→ TEXT SECTION:
The Gay Community is Doomed

The new gay zeitgeist of the late 1990s is consumerism, not civil rights.

 

Britain’s first gay rights march took place twenty-five years ago today. Hundreds of feisty lesbians, gays and bisexuals paraded from Hyde Park to Trafalgar Square behind the banner of the Gay Liberation Front. Their demand was simple: an equal age of consent.

A quarter of a century later, this basic civil rights goal has still not been achieved. The legal minimum age for gay sex is 18, compared to 16 for heterosexual and lesbian relations. Indeed, all the key aspects of homophobic discrimination that existed in 1971 remain on the statute books in 1996, including the bans on gay marriage and military service, and the lack of legal protection against anti-homosexual discrimination in housing and employment.

Queer human rights are, self-evidently, far from won. Yet the dominant mood in the gay community nowadays is complacency and apathy.

Proof of this indifference is the limp-wrested response to the Home Secretary’s recent legislative proposals for the Sentencing and Supervision of Sex Offenders. Although supposedly intended as a crackdown on child abusers, these proposals bizarrely suggest that men convicted of homosexual acts with consenting adults are a threat to children and should be required to register with the police whenever they change address. A few years ago, this lumping together of victimless gay behaviour with the sexual abuse of children would have resulted in huge gay protests. Instead, there’s barely a murmur of concern. This speaks volumes about the sad, sick state of the gay community in 1996.

The last two years have been a turning point in gay history, marked by a fundamental shift in values and attitudes. The idealism, solidarity and activism that was so significant in the first 25 years of the post-Stonewall gay psyche is now being superseded by a new gay zeitgeist of consumerism, hedonism and lifestylism. This shallow, vain, frivolous, amoral, self-obsessed, commercialised trend in gay “culture” is not a pretty sight, and no amount of glamorous beefcake in Calvin Klein underwear can disguise its essential ugliness. Moreover, it threatens to politically disarm a whole generation of lesbians and gay men. Who then will complete the unfinished struggle for queer freedom?

We have arrived at this perilous state of affairs because the liberalisation that began in the early 1990s was overestimated. Under pressure from activist groups like OutRage!, the harsh enforcement of the law has eased considerably. Police and local authorities in major cities (but not elsewhere) have adopted a less repressive policy towards gay cruising, clubs, drug-taking, orgies and pornography.

This has led many to conclude that the battle for equality is more or less won, and that what’s left of homophobia will eventually wither of its own accord. We can, they argue, safely forget about boring old campaigning and concentrate instead on what gay people are famously good at: dressing up and partying.

Wrong. A more liberal policing of the metropolitan gay commercial scene isn’t the same as equal citizenship. Having loads of fun doesn’t alter our second class legal status.

→ EXCERPTED RECORDS:
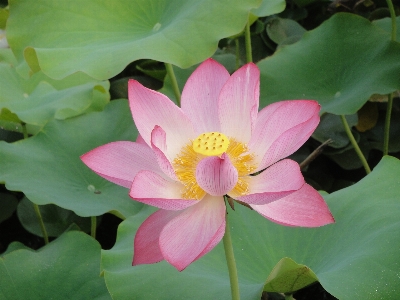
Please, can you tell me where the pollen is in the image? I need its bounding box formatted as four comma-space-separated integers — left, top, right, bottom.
193, 132, 229, 156
172, 132, 257, 200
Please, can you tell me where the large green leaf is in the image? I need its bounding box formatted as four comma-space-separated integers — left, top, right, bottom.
102, 156, 400, 300
264, 257, 318, 293
258, 13, 400, 114
17, 197, 90, 237
0, 49, 110, 126
0, 100, 141, 217
251, 0, 286, 17
0, 192, 18, 223
372, 17, 400, 42
7, 0, 261, 79
0, 231, 111, 300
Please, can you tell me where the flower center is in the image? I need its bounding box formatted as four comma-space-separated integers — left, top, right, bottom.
193, 132, 229, 156
172, 131, 256, 200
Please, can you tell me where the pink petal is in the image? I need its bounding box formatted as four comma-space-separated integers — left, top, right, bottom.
251, 184, 335, 227
248, 100, 320, 170
128, 80, 196, 157
218, 63, 260, 143
129, 170, 198, 210
160, 195, 225, 271
81, 141, 161, 188
181, 58, 229, 135
151, 126, 178, 180
232, 159, 304, 205
132, 210, 179, 266
136, 134, 147, 145
196, 153, 238, 196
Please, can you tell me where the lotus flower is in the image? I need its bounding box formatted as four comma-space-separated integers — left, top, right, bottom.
81, 59, 334, 271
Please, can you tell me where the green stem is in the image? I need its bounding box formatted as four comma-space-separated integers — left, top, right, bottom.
32, 202, 49, 245
383, 0, 397, 155
383, 94, 393, 155
386, 0, 397, 41
244, 20, 253, 63
340, 115, 371, 174
21, 123, 28, 139
235, 38, 240, 70
90, 216, 97, 239
21, 123, 49, 245
285, 294, 294, 300
223, 209, 240, 300
165, 63, 181, 106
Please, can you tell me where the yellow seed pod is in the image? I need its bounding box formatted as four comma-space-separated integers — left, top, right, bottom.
193, 132, 229, 156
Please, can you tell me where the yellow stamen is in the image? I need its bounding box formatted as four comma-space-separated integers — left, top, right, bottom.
172, 132, 256, 200
193, 132, 229, 156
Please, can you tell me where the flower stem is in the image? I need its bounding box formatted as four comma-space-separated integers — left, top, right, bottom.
244, 20, 253, 63
386, 0, 397, 41
223, 209, 240, 300
21, 123, 49, 245
235, 38, 240, 70
32, 202, 49, 245
383, 94, 393, 155
285, 294, 294, 300
90, 216, 97, 239
383, 0, 397, 155
165, 63, 181, 106
340, 115, 371, 174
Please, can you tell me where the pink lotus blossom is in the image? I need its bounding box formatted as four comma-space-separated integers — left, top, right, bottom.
82, 59, 334, 271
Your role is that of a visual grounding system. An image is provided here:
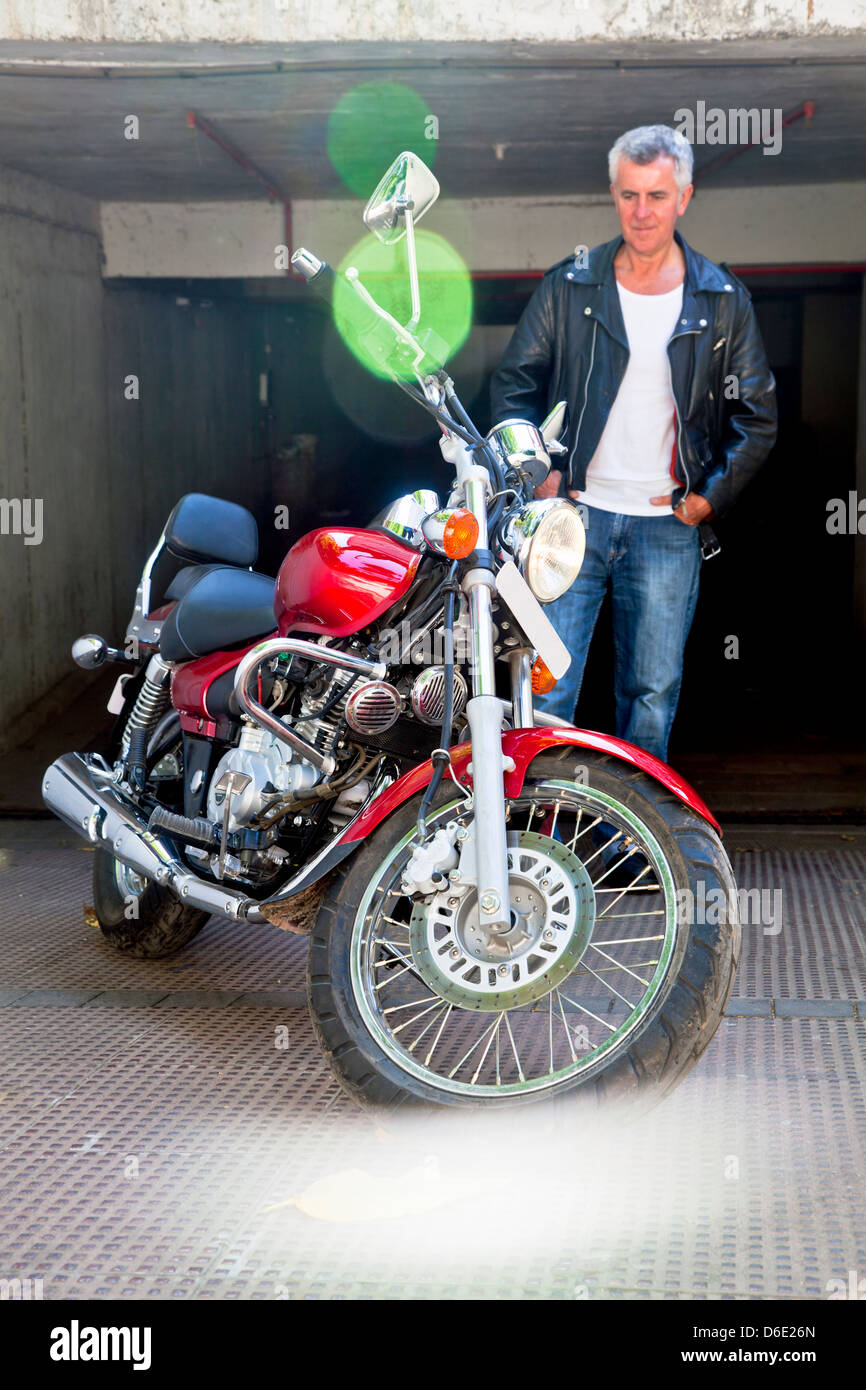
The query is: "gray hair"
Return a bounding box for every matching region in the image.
[607,125,694,193]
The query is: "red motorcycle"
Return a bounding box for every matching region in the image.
[43,154,740,1108]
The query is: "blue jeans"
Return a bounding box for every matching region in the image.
[535,505,701,762]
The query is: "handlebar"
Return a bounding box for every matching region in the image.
[292,246,514,525]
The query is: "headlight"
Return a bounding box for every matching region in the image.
[502,498,587,603]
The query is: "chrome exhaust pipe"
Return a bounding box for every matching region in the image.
[42,753,255,920]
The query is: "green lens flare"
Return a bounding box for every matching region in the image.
[328,82,436,200]
[334,228,473,379]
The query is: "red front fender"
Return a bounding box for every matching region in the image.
[341,728,721,845]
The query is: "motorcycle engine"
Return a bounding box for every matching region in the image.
[207,724,321,830]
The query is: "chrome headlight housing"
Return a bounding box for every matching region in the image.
[500,498,587,603]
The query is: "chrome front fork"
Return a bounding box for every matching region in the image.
[463,466,512,931]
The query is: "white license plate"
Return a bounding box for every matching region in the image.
[106,671,132,714]
[496,560,571,681]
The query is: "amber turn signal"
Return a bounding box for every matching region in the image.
[532,656,556,695]
[442,507,478,560]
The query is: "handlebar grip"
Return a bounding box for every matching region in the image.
[292,246,336,303]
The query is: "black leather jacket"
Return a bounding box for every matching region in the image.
[491,232,777,516]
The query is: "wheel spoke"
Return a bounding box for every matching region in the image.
[468,1013,507,1086]
[584,952,637,1009]
[393,994,442,1037]
[556,990,577,1062]
[589,941,649,990]
[563,994,616,1033]
[409,1002,450,1052]
[505,1009,525,1081]
[424,1004,453,1066]
[382,994,442,1017]
[448,1013,502,1077]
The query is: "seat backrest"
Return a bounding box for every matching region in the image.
[165,492,259,569]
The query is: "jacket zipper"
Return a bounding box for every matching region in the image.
[664,328,701,502]
[569,314,598,485]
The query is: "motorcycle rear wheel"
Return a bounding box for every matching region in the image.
[307,748,740,1111]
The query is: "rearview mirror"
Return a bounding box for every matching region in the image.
[364,150,439,245]
[541,400,567,443]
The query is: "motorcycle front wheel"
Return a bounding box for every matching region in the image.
[307,748,740,1109]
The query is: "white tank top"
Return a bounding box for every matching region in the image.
[578,281,683,517]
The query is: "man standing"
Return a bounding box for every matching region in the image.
[491,125,777,760]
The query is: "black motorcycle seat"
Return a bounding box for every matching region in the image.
[160,566,277,662]
[165,564,221,602]
[165,492,259,569]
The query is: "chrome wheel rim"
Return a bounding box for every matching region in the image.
[350,781,678,1101]
[114,859,147,898]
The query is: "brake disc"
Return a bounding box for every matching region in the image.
[409,830,595,1011]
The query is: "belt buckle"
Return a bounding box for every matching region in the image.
[701,527,721,560]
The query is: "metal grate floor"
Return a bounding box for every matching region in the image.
[0,823,866,1300]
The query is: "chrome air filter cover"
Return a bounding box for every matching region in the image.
[346,681,403,737]
[410,666,468,724]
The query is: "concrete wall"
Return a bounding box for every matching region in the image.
[0,0,866,43]
[101,175,866,278]
[0,170,111,750]
[0,159,260,746]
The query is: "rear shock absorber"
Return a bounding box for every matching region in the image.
[121,655,171,762]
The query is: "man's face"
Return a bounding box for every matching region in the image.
[610,154,692,256]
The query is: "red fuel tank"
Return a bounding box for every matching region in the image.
[274,528,421,637]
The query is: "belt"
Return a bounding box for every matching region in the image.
[698,521,721,560]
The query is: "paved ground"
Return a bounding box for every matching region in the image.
[0,820,866,1300]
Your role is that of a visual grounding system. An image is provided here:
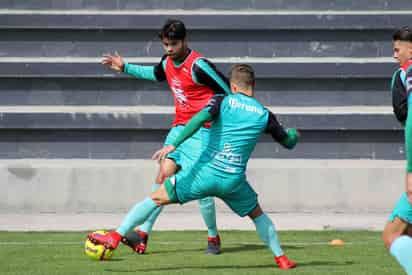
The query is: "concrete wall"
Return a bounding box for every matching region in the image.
[0,159,405,213]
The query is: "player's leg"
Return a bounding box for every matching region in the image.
[88,182,175,249]
[198,197,221,255]
[248,207,296,269]
[179,128,221,255]
[382,193,412,274]
[122,159,178,254]
[221,179,296,269]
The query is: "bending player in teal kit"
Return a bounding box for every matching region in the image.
[383,27,412,275]
[102,19,230,254]
[88,65,298,269]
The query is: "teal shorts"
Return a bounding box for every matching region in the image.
[166,162,258,217]
[389,193,412,224]
[164,125,209,167]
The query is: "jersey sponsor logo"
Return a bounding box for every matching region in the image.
[229,98,263,115]
[170,78,187,105]
[212,143,242,173]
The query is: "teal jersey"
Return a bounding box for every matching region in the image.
[201,93,269,174]
[404,63,412,173]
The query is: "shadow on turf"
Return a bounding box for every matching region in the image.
[148,244,303,255]
[105,261,354,273]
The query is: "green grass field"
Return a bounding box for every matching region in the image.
[0,231,404,275]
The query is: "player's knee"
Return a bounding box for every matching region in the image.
[150,185,169,205]
[248,204,263,220]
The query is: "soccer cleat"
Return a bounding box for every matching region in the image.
[87,231,122,250]
[275,255,297,269]
[122,230,149,254]
[206,235,221,255]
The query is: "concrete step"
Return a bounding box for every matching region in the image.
[0,159,405,214]
[0,0,412,11]
[0,9,412,31]
[0,106,402,131]
[0,77,391,107]
[0,29,393,58]
[0,106,405,159]
[0,57,397,79]
[0,0,412,11]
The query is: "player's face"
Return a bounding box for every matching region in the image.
[393,40,412,66]
[162,38,187,61]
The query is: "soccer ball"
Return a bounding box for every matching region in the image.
[84,230,113,261]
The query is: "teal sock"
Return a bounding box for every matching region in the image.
[139,183,163,234]
[116,198,158,236]
[199,197,217,237]
[253,213,283,257]
[390,236,412,275]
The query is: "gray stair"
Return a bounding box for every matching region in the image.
[0,0,412,11]
[0,7,412,162]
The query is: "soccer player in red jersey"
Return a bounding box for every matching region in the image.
[102,19,230,254]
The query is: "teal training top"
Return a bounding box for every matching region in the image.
[173,93,297,174]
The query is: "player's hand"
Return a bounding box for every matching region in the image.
[102,51,124,72]
[406,173,412,205]
[152,145,176,162]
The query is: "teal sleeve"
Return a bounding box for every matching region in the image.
[405,97,412,173]
[280,128,299,149]
[193,58,232,94]
[123,63,157,81]
[172,110,212,148]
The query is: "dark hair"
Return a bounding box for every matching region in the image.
[229,64,255,88]
[392,26,412,42]
[159,18,186,40]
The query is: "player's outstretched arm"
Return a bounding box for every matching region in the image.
[102,52,166,81]
[266,112,300,149]
[102,52,124,72]
[193,58,232,94]
[152,110,212,161]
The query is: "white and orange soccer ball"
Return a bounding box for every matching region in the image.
[84,230,113,261]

→ EXERCISES:
1. Please reproduce, word for word, the part of the article on the gay community that opens with "This has led" and closes with "class legal status.".
2. In the article on the gay community, where did Britain's first gay rights march begin and end?

→ RESPONSES PER TASK:
1.
This has led many to conclude that the battle for equality is more or less won, and that what’s left of homophobia will eventually wither of its own accord. We can, they argue, safely forget about boring old campaigning and concentrate instead on what gay people are famously good at: dressing up and partying.

Wrong. A more liberal policing of the metropolitan gay commercial scene isn’t the same as equal citizenship. Having loads of fun doesn’t alter our second class legal status.

2. It went from Hyde Park to Trafalgar Square.